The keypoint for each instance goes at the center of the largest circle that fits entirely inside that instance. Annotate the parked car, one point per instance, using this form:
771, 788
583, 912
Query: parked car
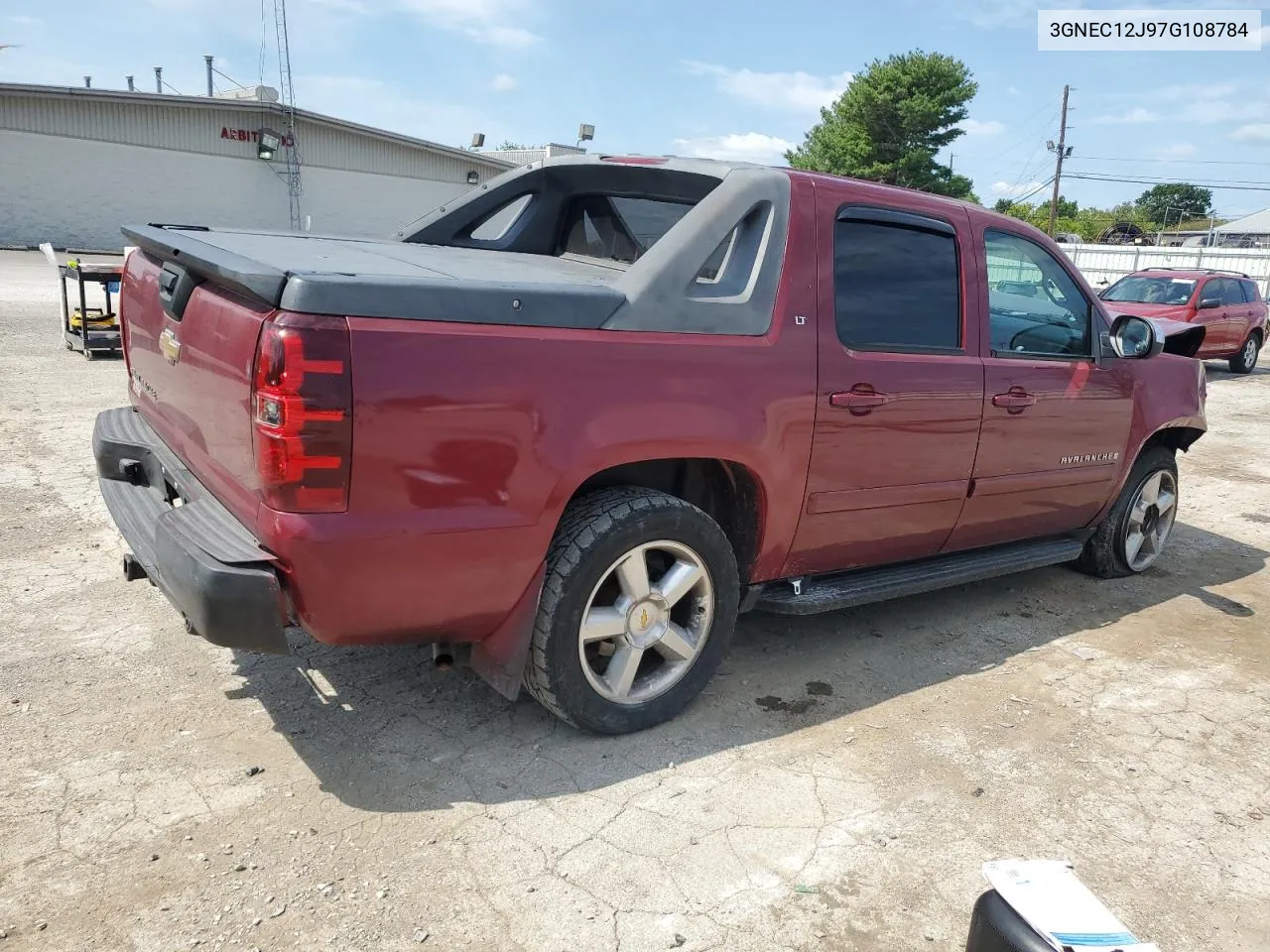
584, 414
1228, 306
:::
◆ Aim of the task ◆
Please rewrite this listing with "parked car" changed to "stationary vehicle" and everything else left as it is, and omit the pictures.

◆ Output for this task ◆
The keypoint for each instance goes at the center of the largest circle that fits entirely inside that instance. Annotate the stationary vehicle, one point per instance, using this form:
771, 788
583, 912
Query: stationary vehicle
584, 414
1228, 306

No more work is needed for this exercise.